> **What you should do**
Copy out the lines below, word for word, starting at the line that contains "[Batch spec] Target class: dark" and continuing through the last line, with both ends included.

··· Provided data ···

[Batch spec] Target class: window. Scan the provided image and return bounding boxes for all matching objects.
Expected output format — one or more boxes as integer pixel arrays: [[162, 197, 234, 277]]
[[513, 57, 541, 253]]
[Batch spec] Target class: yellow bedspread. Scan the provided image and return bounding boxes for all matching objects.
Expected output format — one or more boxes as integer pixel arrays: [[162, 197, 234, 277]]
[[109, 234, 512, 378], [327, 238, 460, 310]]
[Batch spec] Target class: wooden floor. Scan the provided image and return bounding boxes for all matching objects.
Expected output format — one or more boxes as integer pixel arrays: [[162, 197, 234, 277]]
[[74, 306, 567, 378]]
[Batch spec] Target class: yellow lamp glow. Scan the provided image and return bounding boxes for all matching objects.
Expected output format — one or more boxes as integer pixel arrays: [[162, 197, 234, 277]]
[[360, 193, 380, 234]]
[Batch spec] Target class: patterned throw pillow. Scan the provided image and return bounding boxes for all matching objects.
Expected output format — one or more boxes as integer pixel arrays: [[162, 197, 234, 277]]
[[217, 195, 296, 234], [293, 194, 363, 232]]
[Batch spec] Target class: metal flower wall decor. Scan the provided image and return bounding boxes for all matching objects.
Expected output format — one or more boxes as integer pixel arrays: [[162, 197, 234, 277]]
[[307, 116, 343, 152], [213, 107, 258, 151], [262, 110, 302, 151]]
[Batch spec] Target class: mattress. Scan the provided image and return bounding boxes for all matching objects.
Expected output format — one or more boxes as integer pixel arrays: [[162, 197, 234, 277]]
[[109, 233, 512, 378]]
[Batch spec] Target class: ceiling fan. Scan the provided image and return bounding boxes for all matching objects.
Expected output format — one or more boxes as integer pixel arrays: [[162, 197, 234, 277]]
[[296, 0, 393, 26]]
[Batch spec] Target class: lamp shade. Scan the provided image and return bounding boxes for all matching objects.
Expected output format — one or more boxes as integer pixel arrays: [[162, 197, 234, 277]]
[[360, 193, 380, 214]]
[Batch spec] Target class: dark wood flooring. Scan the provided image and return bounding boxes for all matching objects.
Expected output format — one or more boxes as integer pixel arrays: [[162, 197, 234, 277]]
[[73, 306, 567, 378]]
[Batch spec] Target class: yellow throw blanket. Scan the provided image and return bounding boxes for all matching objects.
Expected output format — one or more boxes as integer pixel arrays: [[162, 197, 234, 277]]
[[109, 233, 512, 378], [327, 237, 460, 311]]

···

> **Solution for this exercise**
[Batch spec] Target class: dark wood flooring. Scan the provided image and return bounding boxes for all matching objects.
Expected output format — one or more boxes as integer pixel arrays: [[162, 197, 234, 277]]
[[73, 306, 567, 378]]
[Batch spec] Target class: yellow throw blanket. Scan the provided image and return bounding boxes for all matching objects.
Expected output format — one or more boxes as integer pixel arrays: [[162, 197, 234, 277]]
[[109, 233, 512, 378], [327, 237, 460, 311]]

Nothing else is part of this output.